» Problem details
Copy the lines from the line with "Task: If you could identify the wood" to the line with "point(357, 360)", swapping "wood plank flooring" for "hardwood plank flooring" and leaving everything else unchanged. Return only those lines.

(Location identification entries)
——————

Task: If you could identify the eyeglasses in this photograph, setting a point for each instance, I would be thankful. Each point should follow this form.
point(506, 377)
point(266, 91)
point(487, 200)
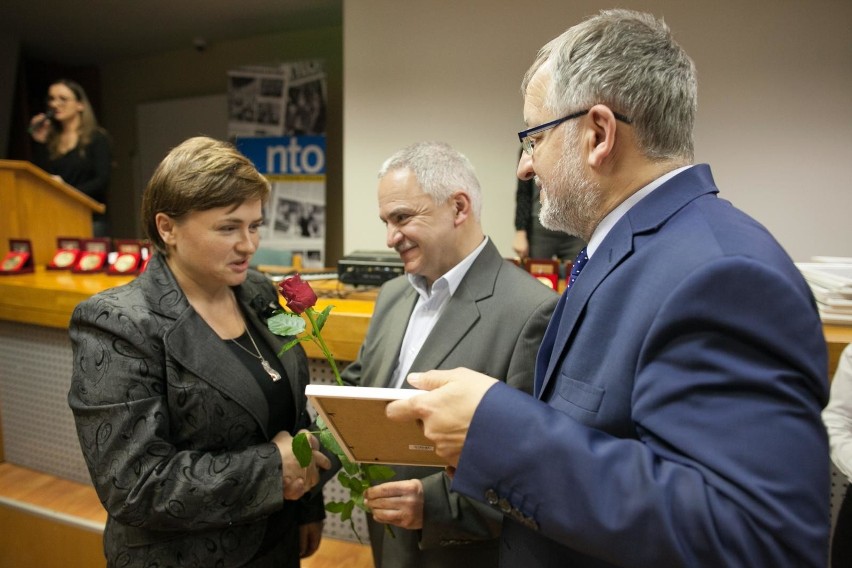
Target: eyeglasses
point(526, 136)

——————

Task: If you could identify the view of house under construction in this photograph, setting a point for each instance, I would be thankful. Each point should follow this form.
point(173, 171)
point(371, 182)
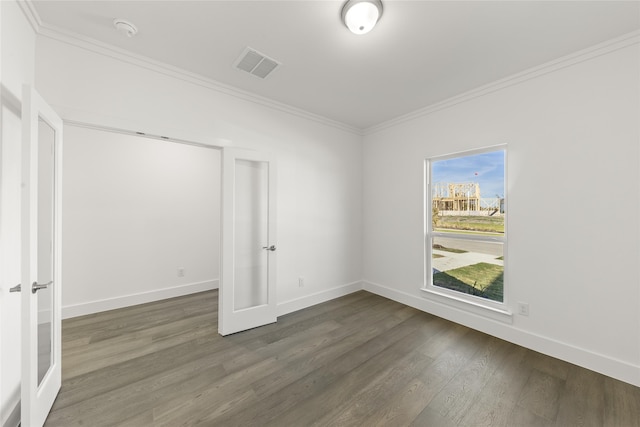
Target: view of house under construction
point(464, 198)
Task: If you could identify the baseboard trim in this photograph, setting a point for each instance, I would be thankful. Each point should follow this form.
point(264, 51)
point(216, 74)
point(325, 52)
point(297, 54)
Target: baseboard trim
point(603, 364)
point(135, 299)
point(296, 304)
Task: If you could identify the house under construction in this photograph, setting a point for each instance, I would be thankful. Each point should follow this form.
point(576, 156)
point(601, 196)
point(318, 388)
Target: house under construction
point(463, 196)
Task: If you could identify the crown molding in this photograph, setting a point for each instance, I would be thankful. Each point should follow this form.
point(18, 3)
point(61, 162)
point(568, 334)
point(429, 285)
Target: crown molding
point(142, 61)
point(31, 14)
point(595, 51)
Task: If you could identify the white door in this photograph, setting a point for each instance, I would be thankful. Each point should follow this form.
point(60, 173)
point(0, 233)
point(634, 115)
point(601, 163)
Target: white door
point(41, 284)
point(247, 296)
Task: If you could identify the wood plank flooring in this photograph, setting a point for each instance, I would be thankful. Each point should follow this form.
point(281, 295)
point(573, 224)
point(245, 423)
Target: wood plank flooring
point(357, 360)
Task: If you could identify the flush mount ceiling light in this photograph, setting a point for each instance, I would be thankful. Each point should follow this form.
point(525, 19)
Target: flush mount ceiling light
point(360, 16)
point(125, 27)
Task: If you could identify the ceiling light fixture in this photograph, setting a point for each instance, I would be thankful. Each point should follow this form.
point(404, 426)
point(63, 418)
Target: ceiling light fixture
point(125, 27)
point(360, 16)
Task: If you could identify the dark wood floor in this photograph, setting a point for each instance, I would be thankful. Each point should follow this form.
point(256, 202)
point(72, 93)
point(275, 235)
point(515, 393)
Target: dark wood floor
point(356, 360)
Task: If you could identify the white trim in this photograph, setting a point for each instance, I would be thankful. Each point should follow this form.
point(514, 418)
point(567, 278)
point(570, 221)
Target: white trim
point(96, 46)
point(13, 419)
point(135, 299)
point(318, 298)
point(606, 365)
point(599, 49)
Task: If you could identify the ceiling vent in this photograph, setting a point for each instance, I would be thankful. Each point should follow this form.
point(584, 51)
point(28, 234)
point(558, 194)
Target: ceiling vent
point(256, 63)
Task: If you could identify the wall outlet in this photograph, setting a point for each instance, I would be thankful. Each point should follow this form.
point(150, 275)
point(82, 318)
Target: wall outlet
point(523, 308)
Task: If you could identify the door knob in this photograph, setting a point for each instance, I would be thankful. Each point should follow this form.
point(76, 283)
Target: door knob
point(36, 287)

——————

» Solution to the exercise
Task: If you could identify the hardwood plank flooring in this photograph, setting a point for each instance, I would be thankful. Each point should follow this form.
point(281, 295)
point(573, 224)
point(245, 423)
Target: hardwood plank flooring
point(357, 360)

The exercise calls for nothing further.